• **Problem to work on**
Could you find every line in the entries below that holds the word "table" and copy it?
╭──
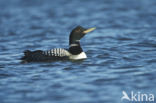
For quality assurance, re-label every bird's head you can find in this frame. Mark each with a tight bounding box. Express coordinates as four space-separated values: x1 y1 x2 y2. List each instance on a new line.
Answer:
69 26 96 44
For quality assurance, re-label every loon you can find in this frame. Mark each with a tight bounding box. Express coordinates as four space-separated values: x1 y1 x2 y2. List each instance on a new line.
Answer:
21 26 96 63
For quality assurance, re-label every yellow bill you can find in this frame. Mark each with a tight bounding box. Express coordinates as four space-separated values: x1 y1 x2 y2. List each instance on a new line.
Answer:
83 27 96 34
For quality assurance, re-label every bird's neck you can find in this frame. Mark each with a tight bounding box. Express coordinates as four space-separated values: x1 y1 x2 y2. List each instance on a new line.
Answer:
69 41 83 55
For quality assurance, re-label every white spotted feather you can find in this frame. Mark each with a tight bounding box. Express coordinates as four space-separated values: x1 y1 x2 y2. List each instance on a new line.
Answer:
43 48 70 57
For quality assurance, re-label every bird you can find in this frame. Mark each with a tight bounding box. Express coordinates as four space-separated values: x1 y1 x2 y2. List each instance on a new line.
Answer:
21 26 96 63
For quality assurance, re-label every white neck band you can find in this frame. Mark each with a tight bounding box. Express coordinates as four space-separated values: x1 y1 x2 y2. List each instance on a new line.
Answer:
70 44 79 47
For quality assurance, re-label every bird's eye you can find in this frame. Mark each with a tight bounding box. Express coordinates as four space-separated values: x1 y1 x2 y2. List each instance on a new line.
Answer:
76 29 81 32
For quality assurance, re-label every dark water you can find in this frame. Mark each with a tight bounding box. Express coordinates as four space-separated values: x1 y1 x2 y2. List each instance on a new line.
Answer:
0 0 156 103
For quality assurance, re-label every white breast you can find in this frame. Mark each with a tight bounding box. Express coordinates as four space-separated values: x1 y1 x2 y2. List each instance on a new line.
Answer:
69 52 87 60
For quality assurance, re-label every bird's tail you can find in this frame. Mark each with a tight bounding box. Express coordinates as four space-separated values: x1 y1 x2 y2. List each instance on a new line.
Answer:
21 50 44 63
20 50 32 63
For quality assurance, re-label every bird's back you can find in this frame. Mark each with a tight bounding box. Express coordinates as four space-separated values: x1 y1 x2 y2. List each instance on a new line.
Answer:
21 48 70 63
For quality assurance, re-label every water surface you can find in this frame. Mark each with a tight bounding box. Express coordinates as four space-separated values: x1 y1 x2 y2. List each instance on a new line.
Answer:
0 0 156 103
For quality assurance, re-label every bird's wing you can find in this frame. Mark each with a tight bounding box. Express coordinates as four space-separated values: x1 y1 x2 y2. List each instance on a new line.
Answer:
42 48 70 57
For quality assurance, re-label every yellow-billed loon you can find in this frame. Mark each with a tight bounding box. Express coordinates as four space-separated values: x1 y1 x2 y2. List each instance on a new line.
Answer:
21 26 96 62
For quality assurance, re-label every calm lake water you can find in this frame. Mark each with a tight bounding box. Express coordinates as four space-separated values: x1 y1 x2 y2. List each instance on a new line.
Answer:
0 0 156 103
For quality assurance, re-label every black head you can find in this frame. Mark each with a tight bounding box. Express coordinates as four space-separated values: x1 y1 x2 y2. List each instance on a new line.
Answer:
69 26 95 44
69 26 86 44
68 26 96 55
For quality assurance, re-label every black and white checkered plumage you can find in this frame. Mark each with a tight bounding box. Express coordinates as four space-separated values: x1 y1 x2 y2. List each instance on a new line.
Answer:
43 48 70 57
21 48 70 62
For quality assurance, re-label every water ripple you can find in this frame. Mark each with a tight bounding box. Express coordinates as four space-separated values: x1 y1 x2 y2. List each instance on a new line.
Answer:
0 0 156 103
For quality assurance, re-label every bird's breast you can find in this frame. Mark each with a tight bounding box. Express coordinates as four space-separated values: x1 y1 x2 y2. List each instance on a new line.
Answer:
69 52 87 60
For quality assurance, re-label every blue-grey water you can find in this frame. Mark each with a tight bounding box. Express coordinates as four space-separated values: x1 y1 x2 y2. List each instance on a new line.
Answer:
0 0 156 103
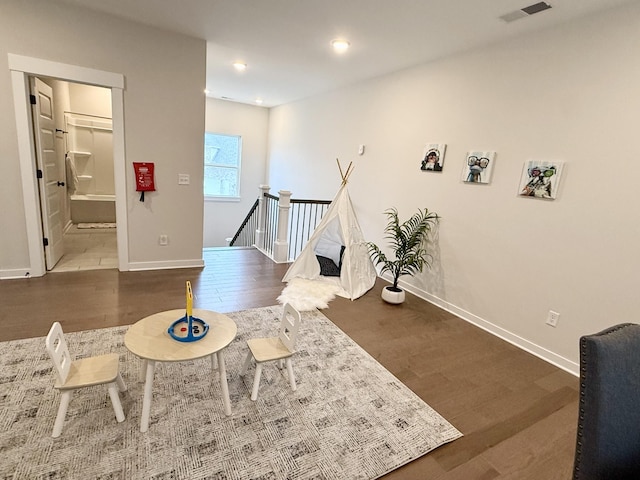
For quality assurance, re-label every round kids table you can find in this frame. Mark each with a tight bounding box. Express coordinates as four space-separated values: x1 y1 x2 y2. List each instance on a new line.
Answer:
124 309 237 432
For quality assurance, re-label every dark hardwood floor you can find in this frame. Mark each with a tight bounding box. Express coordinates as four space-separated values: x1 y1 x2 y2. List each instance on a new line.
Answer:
0 247 579 479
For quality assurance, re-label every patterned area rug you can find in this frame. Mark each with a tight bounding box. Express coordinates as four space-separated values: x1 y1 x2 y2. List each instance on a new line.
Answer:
0 306 461 479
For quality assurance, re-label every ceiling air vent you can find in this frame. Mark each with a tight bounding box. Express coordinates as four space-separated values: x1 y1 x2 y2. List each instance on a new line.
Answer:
499 2 552 23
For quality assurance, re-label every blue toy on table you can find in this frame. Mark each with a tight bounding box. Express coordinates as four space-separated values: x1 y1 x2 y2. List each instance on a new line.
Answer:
167 281 209 342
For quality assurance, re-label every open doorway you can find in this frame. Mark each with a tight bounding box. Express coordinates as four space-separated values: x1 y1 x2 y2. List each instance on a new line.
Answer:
32 76 117 272
9 53 129 278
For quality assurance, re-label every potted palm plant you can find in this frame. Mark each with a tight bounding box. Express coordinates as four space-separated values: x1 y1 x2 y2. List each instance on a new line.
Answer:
368 207 439 304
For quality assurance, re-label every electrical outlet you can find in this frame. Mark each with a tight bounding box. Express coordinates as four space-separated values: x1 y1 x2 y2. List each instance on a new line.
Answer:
159 234 169 246
546 310 560 327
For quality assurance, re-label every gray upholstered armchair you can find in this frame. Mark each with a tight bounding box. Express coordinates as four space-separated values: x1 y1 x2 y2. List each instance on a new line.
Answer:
573 323 640 479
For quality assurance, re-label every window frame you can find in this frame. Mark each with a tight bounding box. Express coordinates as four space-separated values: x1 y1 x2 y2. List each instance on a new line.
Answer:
203 131 242 201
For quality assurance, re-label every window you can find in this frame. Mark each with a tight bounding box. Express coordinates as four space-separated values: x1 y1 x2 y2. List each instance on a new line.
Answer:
204 132 241 198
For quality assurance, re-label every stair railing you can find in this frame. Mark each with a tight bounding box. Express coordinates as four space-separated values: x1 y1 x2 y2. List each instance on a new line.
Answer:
288 198 331 260
228 198 259 247
229 185 330 263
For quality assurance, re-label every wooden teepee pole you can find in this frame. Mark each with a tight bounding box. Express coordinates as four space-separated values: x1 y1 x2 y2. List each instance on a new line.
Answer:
337 158 353 186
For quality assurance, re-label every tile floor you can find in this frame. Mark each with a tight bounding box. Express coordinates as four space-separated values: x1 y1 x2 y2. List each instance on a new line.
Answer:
50 224 118 272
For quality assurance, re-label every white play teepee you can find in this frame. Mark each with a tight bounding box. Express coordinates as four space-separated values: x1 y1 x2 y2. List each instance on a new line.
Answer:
282 161 376 300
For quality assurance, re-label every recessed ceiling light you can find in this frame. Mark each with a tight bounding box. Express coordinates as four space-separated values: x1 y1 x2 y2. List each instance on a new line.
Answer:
233 62 247 71
331 39 350 53
255 98 263 105
204 89 210 95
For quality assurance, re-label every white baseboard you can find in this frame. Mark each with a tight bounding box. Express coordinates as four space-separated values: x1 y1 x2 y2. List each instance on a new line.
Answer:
1 260 205 278
384 274 579 377
254 246 292 264
0 269 33 280
127 259 205 271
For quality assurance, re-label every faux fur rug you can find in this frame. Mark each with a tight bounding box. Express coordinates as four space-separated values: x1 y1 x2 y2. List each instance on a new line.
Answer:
1 306 461 479
277 277 342 311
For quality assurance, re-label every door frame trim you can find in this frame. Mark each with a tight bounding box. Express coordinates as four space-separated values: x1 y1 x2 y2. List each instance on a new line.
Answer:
9 53 129 276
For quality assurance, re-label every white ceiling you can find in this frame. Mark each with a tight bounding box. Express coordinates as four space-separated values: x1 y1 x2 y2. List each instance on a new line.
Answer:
57 0 632 107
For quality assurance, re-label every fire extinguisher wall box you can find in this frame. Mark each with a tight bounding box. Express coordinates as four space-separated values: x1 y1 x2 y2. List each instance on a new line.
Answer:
133 162 156 201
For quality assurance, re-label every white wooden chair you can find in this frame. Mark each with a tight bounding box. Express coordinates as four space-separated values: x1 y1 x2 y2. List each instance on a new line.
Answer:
240 303 301 400
45 322 126 438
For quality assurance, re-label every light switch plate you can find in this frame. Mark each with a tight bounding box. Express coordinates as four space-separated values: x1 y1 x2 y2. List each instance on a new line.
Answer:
178 174 190 185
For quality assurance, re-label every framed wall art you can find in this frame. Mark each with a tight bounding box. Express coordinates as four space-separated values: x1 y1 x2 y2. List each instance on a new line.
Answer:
461 151 496 184
518 161 564 200
420 144 446 172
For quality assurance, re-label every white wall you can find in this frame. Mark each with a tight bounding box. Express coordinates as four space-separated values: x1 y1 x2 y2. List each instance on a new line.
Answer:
68 83 112 118
0 0 206 275
203 98 269 247
267 2 640 372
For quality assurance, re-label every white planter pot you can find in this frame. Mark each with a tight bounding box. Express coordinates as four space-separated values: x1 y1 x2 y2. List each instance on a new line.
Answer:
381 286 405 304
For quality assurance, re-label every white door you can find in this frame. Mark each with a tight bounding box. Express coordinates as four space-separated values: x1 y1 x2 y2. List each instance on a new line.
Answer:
30 77 64 270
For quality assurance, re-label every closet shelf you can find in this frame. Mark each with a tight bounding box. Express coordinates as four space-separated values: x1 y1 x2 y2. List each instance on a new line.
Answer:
67 121 112 132
68 150 92 157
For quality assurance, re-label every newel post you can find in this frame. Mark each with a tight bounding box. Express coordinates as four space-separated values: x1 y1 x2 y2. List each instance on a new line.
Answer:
273 190 291 263
255 184 270 249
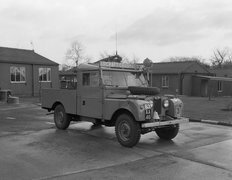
╰──
• **Response area**
For quality assurance, re-label every round kids table you can find in this frame. Mark each with a tight bounding box. Express coordinates as four space-separated values: x1 y1 x2 y2. List each instance on a new line.
For quality assurance, re-label every blue toy on table you can find in this frame. Mark each with a tight bounding box. Express coordinates as four space-separated values: x1 y1 x2 y2. List each instance on a new line.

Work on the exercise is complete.